### WORK REQUIRED:
Find the line that contains "black sedan, where" in the entries below. Output it and each later line exactly, and nothing else.

### GIVEN RECORDS:
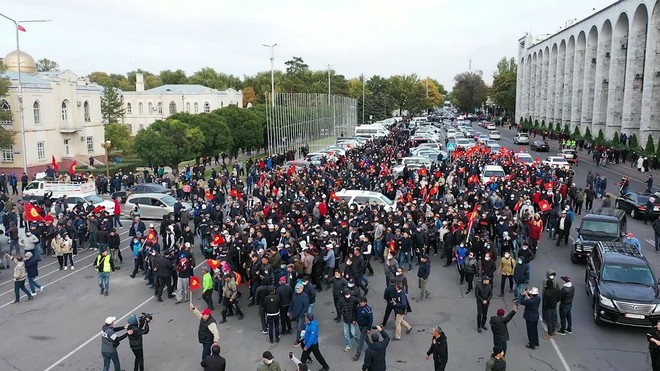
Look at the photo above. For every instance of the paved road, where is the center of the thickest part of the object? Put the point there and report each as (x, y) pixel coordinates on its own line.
(59, 330)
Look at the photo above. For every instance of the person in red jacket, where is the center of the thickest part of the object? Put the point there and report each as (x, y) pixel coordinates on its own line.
(535, 231)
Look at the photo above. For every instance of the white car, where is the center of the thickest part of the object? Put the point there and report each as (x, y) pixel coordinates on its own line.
(556, 160)
(495, 135)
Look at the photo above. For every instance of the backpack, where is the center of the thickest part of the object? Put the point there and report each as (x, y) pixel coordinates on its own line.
(183, 265)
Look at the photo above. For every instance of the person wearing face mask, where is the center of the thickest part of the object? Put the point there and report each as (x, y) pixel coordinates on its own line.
(507, 266)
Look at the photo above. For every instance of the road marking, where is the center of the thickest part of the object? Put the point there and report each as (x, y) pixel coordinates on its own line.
(55, 262)
(95, 336)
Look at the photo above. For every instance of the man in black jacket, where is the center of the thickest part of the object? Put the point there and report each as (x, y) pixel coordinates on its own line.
(376, 354)
(438, 349)
(498, 326)
(483, 292)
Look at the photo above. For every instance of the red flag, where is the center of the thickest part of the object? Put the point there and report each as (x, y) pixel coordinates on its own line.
(32, 213)
(544, 205)
(72, 168)
(213, 264)
(56, 167)
(194, 283)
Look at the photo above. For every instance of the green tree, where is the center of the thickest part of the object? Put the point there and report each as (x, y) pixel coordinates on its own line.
(503, 91)
(120, 137)
(469, 91)
(45, 65)
(112, 105)
(168, 142)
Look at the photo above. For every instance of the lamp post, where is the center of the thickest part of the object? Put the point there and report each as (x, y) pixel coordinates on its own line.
(272, 72)
(106, 145)
(20, 85)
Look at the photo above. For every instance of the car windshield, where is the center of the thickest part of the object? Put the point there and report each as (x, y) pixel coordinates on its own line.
(599, 227)
(94, 199)
(626, 273)
(168, 200)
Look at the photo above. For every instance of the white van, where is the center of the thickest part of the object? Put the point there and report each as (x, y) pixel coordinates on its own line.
(376, 131)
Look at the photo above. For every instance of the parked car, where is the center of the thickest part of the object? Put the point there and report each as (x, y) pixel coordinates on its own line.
(621, 285)
(635, 204)
(539, 146)
(152, 205)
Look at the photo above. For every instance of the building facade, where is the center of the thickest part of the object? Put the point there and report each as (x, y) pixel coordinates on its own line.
(143, 107)
(601, 73)
(61, 113)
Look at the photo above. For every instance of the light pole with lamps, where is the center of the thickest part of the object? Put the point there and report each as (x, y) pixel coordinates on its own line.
(106, 145)
(272, 72)
(20, 85)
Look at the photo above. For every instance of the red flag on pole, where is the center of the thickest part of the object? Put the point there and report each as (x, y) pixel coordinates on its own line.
(194, 283)
(56, 167)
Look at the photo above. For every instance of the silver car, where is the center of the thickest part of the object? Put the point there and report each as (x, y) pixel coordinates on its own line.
(152, 205)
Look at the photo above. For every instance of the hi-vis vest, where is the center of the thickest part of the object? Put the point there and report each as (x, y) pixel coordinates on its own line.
(106, 263)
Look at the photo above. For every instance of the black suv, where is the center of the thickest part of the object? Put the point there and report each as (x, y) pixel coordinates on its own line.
(622, 286)
(609, 225)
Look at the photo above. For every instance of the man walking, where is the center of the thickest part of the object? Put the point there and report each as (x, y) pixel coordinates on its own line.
(438, 349)
(104, 266)
(567, 293)
(208, 333)
(498, 326)
(483, 291)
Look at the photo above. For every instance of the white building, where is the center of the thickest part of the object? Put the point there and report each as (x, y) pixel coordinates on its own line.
(602, 73)
(143, 107)
(62, 118)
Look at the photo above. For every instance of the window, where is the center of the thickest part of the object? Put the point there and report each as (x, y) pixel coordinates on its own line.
(86, 111)
(36, 111)
(90, 144)
(8, 154)
(41, 150)
(7, 108)
(65, 112)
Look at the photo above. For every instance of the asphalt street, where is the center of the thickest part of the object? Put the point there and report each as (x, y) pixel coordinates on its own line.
(59, 330)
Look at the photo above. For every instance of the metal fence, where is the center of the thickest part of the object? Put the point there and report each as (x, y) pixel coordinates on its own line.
(316, 120)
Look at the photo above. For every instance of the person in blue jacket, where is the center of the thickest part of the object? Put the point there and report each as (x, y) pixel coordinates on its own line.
(311, 342)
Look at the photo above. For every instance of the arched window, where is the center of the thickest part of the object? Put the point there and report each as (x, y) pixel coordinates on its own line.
(86, 111)
(36, 111)
(7, 108)
(64, 113)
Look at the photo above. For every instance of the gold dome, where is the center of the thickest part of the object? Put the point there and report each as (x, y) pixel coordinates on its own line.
(27, 62)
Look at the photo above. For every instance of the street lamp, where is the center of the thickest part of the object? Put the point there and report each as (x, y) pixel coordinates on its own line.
(272, 72)
(20, 85)
(106, 145)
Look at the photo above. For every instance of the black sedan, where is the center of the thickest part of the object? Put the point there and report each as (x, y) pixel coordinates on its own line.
(540, 146)
(635, 204)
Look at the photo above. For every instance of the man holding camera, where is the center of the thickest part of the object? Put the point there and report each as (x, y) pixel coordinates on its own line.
(135, 329)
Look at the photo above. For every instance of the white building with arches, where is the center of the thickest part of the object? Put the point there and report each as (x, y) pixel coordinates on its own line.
(601, 73)
(143, 107)
(61, 113)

### EXERCISE OUTPUT:
Look at the photo above. For every instance of the black sedan, where is the center of the thickest part of the object? Put the point there and report each as (x, y) pixel coordinates on its own line.
(540, 146)
(635, 204)
Look at the photo above. For every instance of the man holding camera, where is the center of the thickest part of the object? Put the point there and report each as (x, y) pixel coordinates on its own line.
(135, 329)
Look at the photo above. For every instance of the white building with arches, where is the center of the thickest part of the object? Put the point there and report each as (x, y) pixel coordinates on its own line.
(601, 73)
(143, 107)
(61, 113)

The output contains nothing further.